INSTRUCTIONS TO FOLLOW:
Copy exactly the stretch of data below from the line with "Target: building cluster" through the line with "Target: dry sand", including both of those lines.

+ + +

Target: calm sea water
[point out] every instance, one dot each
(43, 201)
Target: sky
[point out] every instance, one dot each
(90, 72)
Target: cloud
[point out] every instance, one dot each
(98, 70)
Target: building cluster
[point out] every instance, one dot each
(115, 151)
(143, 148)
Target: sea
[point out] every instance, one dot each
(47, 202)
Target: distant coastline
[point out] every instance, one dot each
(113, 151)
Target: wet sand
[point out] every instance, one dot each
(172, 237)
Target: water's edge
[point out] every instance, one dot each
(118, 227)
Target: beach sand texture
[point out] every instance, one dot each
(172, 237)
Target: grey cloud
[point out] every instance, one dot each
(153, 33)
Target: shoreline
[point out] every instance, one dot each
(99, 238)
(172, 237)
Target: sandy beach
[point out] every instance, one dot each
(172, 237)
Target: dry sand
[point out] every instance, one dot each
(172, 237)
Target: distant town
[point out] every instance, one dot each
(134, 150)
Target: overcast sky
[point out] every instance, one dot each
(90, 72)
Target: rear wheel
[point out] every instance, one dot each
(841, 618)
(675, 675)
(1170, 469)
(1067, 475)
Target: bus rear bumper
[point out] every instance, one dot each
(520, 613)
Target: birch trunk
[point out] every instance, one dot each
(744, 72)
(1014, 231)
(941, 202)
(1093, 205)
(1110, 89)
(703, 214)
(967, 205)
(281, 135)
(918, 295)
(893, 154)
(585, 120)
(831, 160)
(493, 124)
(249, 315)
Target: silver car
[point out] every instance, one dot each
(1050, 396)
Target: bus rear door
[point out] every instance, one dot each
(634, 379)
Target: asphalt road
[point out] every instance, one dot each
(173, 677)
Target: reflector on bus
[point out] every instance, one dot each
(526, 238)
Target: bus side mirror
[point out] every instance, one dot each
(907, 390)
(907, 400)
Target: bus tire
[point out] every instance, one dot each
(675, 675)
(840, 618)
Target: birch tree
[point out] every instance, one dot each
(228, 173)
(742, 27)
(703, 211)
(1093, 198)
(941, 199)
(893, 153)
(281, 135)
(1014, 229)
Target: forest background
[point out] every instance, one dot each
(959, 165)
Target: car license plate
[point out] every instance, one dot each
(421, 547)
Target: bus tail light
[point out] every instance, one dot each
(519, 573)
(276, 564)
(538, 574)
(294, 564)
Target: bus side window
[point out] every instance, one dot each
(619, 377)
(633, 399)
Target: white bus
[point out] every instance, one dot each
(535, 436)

+ + +

WRITTEN SOLUTION:
Target: building cluster
[point out] every instance, one dot each
(115, 151)
(143, 148)
Target: sea
[point out] every instance, one dot each
(47, 202)
Target: distant coastline
[point out] every instance, one dot each
(113, 151)
Target: wet sand
[point out] every instance, one dot each
(172, 237)
Target: water's edge
[point out] every instance, one dot each
(118, 227)
Target: beach sand texture
[point out] every instance, one dot each
(172, 237)
Target: grey cloud
[point out] every instance, one dot each
(153, 33)
Target: shoreline
[point out] every instance, one dot each
(99, 238)
(172, 237)
Target: sandy beach
[point out] every instance, one dot each
(172, 237)
Target: dry sand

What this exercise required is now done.